== What the task requires ==
Every line of the data below that holds the string "camera" needs to be reported.
Records provided below:
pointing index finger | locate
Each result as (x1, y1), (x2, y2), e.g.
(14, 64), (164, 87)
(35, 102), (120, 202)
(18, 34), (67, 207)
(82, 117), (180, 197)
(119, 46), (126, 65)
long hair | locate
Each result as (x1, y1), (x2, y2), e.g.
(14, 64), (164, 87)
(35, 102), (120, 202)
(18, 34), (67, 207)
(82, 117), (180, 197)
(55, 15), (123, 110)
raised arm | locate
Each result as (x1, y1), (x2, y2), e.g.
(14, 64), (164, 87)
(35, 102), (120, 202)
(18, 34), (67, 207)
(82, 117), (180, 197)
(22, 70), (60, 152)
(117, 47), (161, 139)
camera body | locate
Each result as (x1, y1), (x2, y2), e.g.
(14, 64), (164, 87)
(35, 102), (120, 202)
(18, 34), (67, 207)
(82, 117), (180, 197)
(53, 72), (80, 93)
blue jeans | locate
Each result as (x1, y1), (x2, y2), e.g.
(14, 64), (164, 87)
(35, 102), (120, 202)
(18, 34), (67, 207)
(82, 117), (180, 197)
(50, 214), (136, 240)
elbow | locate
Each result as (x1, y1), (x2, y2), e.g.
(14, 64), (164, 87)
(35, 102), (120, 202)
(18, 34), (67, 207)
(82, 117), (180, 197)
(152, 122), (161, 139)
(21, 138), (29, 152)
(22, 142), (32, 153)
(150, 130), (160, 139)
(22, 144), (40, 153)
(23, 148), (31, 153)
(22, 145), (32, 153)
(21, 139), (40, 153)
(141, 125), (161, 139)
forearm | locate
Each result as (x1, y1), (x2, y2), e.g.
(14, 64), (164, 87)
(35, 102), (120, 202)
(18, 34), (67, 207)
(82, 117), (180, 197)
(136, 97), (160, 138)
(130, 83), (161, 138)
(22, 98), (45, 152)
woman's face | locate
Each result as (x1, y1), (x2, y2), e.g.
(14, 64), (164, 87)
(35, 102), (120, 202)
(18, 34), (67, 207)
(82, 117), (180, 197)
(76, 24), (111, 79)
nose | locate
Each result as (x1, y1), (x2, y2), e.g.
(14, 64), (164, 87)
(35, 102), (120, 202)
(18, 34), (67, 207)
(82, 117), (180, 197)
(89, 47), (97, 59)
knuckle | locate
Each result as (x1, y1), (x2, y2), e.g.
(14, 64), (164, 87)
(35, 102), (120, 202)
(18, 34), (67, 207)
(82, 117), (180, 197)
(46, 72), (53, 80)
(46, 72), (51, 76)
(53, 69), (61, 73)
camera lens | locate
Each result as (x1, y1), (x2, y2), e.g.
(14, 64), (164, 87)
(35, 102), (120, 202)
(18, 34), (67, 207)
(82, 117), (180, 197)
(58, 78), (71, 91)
End of Records provided.
== Result for this task ==
camera body | locate
camera lens | locate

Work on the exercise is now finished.